[WORK TO COMPLETE]: In the passage about memorial services for lost babies, give the portion starting at "For multiple years, through" and ending at "months of life." again, swapping "honor" for "privilege".

[EXCERPT TO READ]:
For multiple years, through a local hospital’s ministry, I had the honor of conducting memorial services for parents who had lost their babies in utero or within the first months of life.

Each year, these saddened families came and gathered underneath the tent near a graveside marker titled “Tiniest Angels.” Many brought toys or stuffed animals to hold onto or place at the grave marker. In many instances, this was the only memorial service certain families experienced for their child.

littlest angelsPhoto courtesy of Jeff Black @jeffblack76

The first year I spoke at the service, not only had I not lost a child, I was not even a dad.  I couldn’t empathize with their loss. How was I to give hope to these families?

With my inadequacies, never more did I rely on the truth and hope of God’s Word.  It’s something I wished permeated all my actions. Full dependence on God allows Him his greatest work. With my inadequacies, I never gave hope to those families, but God did.

Since then, ministry has allowed me more opportunities to be used by God. And with my parenting privilege quadrupling, I find myself in the same frame of mind I was in while preparing for those memorial services–total reliance on God.

The stakes are too high for me to try to meander through ministry and life with Brian-sized strength to do God’s work.

Like me, you’re not prepared for all the opportunities God will present you. But God provides ample amounts of Himself so we can be used by Him. I hope you and I continue to live in the tension of not being enough ourselves, but serving a God who is enough.

[DATA SECTION]:
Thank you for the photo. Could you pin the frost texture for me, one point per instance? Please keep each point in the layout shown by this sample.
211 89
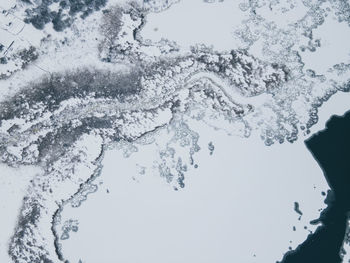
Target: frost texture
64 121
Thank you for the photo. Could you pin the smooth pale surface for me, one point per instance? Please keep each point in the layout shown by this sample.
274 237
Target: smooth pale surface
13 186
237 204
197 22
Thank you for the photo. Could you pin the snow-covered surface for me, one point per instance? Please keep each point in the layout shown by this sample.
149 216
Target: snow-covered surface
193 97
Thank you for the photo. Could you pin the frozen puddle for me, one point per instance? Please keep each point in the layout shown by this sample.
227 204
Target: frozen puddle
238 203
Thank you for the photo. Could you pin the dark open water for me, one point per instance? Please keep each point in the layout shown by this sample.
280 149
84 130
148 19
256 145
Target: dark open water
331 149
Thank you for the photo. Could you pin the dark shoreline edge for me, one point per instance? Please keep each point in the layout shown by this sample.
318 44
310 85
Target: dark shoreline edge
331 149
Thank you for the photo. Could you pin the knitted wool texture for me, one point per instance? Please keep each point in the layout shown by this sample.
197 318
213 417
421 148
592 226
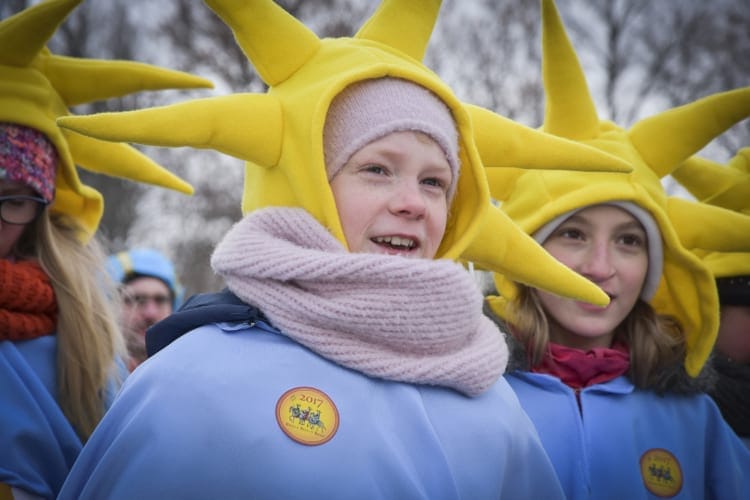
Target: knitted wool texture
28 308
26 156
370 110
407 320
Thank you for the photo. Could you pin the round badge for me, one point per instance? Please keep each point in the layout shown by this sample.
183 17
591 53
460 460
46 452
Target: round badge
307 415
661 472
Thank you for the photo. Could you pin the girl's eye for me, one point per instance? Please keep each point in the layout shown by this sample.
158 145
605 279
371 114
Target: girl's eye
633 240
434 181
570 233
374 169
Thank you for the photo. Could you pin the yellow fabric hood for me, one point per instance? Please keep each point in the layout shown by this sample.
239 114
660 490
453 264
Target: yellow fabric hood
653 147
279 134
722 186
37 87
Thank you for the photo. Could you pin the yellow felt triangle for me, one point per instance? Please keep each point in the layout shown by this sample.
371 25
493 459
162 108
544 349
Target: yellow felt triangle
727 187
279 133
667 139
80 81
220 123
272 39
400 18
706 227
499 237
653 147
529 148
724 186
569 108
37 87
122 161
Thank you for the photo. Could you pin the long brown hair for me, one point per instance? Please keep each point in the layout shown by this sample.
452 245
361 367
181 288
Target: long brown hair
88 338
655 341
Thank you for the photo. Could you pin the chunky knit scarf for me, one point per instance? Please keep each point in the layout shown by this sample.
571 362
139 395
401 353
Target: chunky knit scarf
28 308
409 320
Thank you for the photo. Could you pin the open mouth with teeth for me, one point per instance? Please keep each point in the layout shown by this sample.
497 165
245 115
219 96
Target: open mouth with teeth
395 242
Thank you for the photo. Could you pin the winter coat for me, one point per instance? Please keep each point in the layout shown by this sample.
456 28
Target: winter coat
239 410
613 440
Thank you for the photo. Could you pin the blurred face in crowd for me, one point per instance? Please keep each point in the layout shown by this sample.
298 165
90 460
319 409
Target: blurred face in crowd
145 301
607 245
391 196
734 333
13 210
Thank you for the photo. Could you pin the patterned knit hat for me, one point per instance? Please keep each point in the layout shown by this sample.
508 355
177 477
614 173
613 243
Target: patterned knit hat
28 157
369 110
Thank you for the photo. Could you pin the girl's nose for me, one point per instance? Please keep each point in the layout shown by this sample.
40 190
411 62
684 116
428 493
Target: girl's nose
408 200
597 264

[TASK SOLUTION]:
For multiple years, through a local hospital’s ministry, I had the privilege of conducting memorial services for parents who had lost their babies in utero or within the first months of life.